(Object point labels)
........

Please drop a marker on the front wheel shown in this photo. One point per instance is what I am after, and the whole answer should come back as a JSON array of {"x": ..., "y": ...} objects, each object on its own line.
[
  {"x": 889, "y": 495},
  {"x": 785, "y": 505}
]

........

* [Required work] Quote the data above line for line, changing nothing.

* [Task response]
Please drop a marker on the front wheel shown in this photo. One point per instance is what I am after, and the whole answer should come back as a JSON array of {"x": ..., "y": ...} objects, each object on its own line.
[
  {"x": 889, "y": 495},
  {"x": 785, "y": 505}
]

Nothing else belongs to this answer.